+++ Data provided
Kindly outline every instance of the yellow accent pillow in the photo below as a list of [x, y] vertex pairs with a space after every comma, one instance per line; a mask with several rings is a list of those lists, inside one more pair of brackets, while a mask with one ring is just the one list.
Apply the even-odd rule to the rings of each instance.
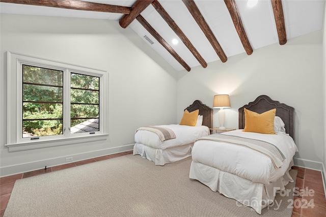
[[199, 114], [199, 109], [195, 110], [189, 113], [187, 110], [185, 110], [183, 112], [183, 116], [180, 122], [180, 125], [187, 125], [188, 126], [195, 126], [197, 122], [197, 117]]
[[274, 118], [276, 109], [258, 114], [244, 108], [244, 129], [243, 132], [275, 134]]

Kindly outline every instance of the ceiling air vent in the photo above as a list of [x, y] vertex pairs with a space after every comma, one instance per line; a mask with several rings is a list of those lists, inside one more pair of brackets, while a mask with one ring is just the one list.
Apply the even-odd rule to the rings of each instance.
++++++
# Work instructions
Express each line of the material above as a JSON list of strings, one string per line, leaving out blank lines and the pictures.

# Task output
[
  "Kindly outline every instance of the yellow accent pillow in the photo below as a list of [x, y] vertex pairs with a space after every comma, one instance per line; a mask with several rings is a list of those lists, inside one more pair of brackets, while a mask with one ring is just the one list.",
  "Apply the even-odd rule to the rings of each instance.",
  "[[199, 114], [199, 109], [195, 110], [189, 113], [187, 110], [185, 110], [183, 112], [183, 116], [180, 122], [180, 125], [187, 125], [188, 126], [195, 126], [197, 122], [197, 117]]",
  "[[274, 118], [276, 109], [258, 114], [244, 108], [244, 129], [243, 132], [275, 134]]",
  "Kindly outline every instance of the ceiling air vent in the photo above as a list of [x, y] vertex pairs with a space after every comma, one instance per line; a mask with several rings is a list of those lists, inside one more pair of brackets, while a mask with one ring is just the one list.",
  "Apply the even-odd rule to the rings of each instance."
]